### What needs to be done:
When the line containing "of the woman's" is reached, copy it and each subsequent line of the material below exactly, through the last line.

* * * * * * * * *

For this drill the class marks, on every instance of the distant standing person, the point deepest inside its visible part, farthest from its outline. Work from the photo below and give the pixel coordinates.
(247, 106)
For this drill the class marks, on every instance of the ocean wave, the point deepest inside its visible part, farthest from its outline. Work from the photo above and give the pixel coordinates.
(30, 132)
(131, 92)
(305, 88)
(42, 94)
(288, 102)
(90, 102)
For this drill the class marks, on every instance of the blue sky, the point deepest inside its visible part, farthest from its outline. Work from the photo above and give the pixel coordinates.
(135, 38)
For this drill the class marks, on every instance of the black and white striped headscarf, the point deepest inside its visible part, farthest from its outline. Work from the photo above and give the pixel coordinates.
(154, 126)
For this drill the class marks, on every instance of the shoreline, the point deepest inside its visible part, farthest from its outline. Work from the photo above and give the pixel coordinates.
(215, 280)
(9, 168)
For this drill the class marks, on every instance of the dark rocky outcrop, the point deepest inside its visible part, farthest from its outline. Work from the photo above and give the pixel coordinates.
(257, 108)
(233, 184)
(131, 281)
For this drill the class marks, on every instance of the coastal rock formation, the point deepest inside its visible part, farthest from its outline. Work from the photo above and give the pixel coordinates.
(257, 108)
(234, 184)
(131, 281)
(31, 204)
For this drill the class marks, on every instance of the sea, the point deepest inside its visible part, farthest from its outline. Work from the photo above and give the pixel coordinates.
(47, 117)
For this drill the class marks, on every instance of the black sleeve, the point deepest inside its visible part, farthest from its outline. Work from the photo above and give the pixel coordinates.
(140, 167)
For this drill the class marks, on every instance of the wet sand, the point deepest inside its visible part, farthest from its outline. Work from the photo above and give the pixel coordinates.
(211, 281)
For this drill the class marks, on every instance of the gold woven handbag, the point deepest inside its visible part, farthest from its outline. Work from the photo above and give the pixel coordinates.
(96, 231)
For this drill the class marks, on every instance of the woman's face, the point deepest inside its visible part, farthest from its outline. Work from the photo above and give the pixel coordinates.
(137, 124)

* * * * * * * * *

### Response to this task:
For this drill the class marks, on every instance of the woman's face, the point deepest inside its visible part, farthest from its outline. Work from the photo above and give the pixel coordinates.
(137, 124)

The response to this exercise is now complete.